== Text
Ducktown, Tennessee
Ducktown, Tennessee
Tucked in a valley of the Cherokee National Forest , on the border of Tennessee, North Carolina, and Georgia, Ducktown once reflected the beauty of the surrounding Appalachian Mountains. Instead, Ducktown and the valley known as the Copper Basin now form the only desert east of the Mississippi. Mined for its rich copper lode since the 1850s, it had become a vast stretch of lifeless, red-clay hills. It was an early and stark lesson in the devastation that acid rain and soil erosion can wreak on a landscape, one of the few man-made landmarks visible to the astronauts who landed on the moon.
Prospectors came to the basin during a gold rush in 1843, but the closest thing to gold they discovered was copper, and most went home. But by 1850, entrepreneurs realized the value of the ore, and a new rush began to mine the area. Within five years, 30 companies had dug beneath the topsoil and made the basin the country's leading producer of copper.
The only way to separate copper from the zinc, iron, and sulfur present in Copper Basin rock was to roast the ore at extremely high temperatures. Mining companies built giant open pits in the ground for this purpose, some as wide as 600 ft (183 m) and as deep as a 10-story building. Fuel for these fires came from the surrounding forests. The forests must have seemed a limitless resource, but it was not long before every tree, branch, and stump for 50 mi2 (130 km2) had been torn up and burned. The fires in the pits emitted great billows of sulfur dioxide gas—so thick people could get lost in the clouds even at high noon—and this gas mixed with water and oxygen in the air to form sulfuric acid , which is main component in acid rain. Saturated by acidic moisture and choked by the remaining sulfur dioxide gas and dust, the undergrowth died and the soil became poisonous to new plants. Wildlife fled the shelterless hillsides. Without root systems, virtually all the soil washed into the Ocoee River, smothering aquatic life. Open-range grazing of cattle, allowed in Tennessee until 1946, denuded the land of what little greenery remained.
====
### Exercise prompt
Write the next part of the Ducktown text above, picking up after its final sentence.
== Record excerpts
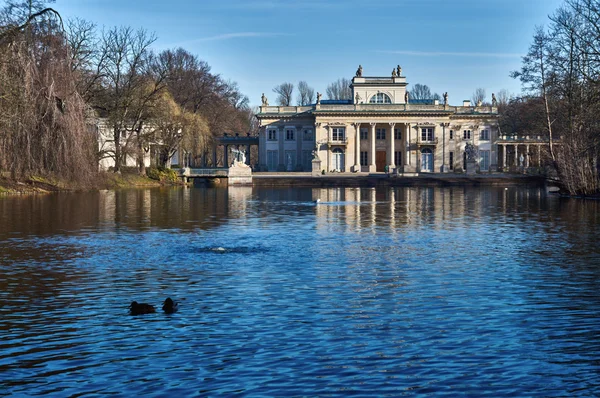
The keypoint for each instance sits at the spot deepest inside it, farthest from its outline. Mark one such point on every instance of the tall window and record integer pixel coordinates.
(427, 134)
(364, 158)
(272, 160)
(337, 134)
(380, 98)
(289, 135)
(306, 160)
(484, 135)
(484, 161)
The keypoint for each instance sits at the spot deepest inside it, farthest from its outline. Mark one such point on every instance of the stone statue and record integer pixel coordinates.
(359, 71)
(240, 156)
(470, 151)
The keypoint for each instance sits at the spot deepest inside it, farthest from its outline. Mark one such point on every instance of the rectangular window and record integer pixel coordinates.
(426, 134)
(272, 160)
(289, 135)
(398, 158)
(290, 160)
(484, 135)
(306, 160)
(484, 161)
(337, 134)
(307, 135)
(364, 158)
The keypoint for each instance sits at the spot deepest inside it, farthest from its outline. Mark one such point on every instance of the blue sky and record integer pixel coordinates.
(450, 45)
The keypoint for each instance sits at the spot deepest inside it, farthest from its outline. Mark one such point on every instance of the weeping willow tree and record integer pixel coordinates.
(42, 116)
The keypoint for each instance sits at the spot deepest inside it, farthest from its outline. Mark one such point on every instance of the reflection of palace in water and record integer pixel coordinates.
(401, 207)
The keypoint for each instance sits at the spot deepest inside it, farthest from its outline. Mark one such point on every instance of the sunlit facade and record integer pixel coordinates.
(379, 129)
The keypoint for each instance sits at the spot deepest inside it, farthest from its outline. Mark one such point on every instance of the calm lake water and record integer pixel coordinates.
(374, 292)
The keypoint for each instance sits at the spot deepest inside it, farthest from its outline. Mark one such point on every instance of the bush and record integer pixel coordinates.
(161, 174)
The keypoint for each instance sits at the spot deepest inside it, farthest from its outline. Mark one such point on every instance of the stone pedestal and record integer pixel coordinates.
(316, 170)
(239, 174)
(471, 167)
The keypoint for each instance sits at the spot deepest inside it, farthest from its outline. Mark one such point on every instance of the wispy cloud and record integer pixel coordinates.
(453, 54)
(237, 35)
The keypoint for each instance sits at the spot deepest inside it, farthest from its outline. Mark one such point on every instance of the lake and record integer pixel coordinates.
(452, 291)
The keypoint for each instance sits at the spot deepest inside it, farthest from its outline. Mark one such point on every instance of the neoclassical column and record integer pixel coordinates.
(281, 134)
(444, 165)
(372, 165)
(357, 147)
(391, 148)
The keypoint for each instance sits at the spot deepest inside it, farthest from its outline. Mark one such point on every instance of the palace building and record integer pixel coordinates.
(380, 129)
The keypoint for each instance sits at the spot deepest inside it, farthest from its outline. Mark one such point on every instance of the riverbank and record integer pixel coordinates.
(382, 179)
(104, 180)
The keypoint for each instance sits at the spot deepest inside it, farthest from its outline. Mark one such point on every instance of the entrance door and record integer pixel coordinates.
(337, 159)
(380, 158)
(426, 160)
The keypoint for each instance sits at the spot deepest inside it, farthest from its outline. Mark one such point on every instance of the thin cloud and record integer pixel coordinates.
(238, 35)
(454, 54)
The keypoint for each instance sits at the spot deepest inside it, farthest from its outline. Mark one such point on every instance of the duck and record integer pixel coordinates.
(141, 308)
(170, 306)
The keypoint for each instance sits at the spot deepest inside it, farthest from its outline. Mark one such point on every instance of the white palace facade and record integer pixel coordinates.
(380, 129)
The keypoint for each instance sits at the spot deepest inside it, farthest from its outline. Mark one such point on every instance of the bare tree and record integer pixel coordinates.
(478, 96)
(284, 93)
(339, 90)
(420, 92)
(306, 94)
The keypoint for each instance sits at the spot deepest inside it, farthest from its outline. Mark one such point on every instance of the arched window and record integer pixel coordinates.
(380, 98)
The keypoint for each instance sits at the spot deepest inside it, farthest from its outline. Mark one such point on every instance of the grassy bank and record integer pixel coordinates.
(104, 180)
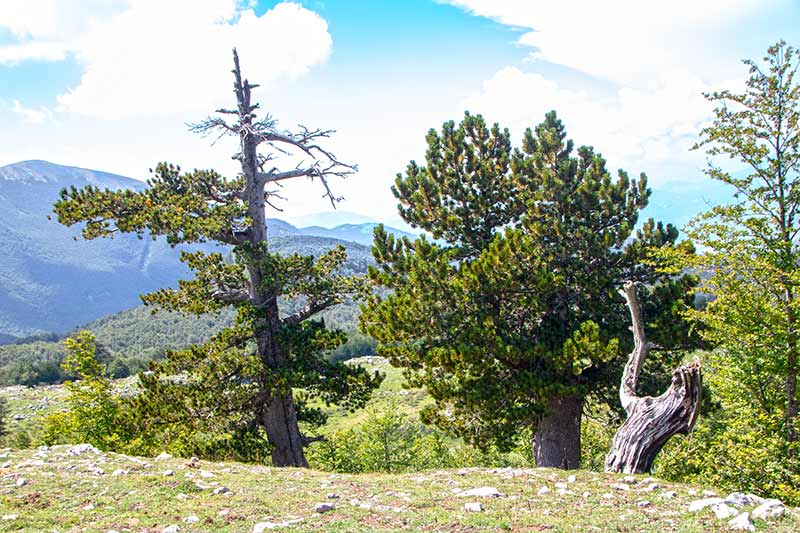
====
### Result of this task
Soon after the turn of the century, Georgia filed suit to stop the air pollution which was drifting out of this corner of Tennessee. In 1907, the Supreme Court, in a decision written by Justice Oliver Wendell Holmes, ruled in Georgia's favor, and the sulfur clouds ceased in the Copper Basin. It was one of the first environmental-rights decisions in the United States. That same year, the Tennessee Copper Company designed a way to capture the sulfur fumes, and sulfuric acid, rather than copper, became the area's main product. It remains so today.
Ducktown was the first mining settlement in the area, and residents now take a curious pride not only in the town's history, but in the eerie moonscape of red hills and painted cliffs that surrounds it. Since the 1930s, Tennessee Copper Company, the Tennessee Valley Authority , and the Soil Conservation Service have worked to restore the land, planting hundreds of loblolly pine and black locust trees. Their efforts have met with little success, but new reforestation techniques such as slow-release fertilizer have helped many new plantings survive. Scientists hope to use the techniques practiced here on other deforested areas of the world. Ironically, many of the townspeople want to preserve a piece of the scar, both for its unique beauty and the environmental lesson of what human enterprise can do to nature , as well as what it can undo.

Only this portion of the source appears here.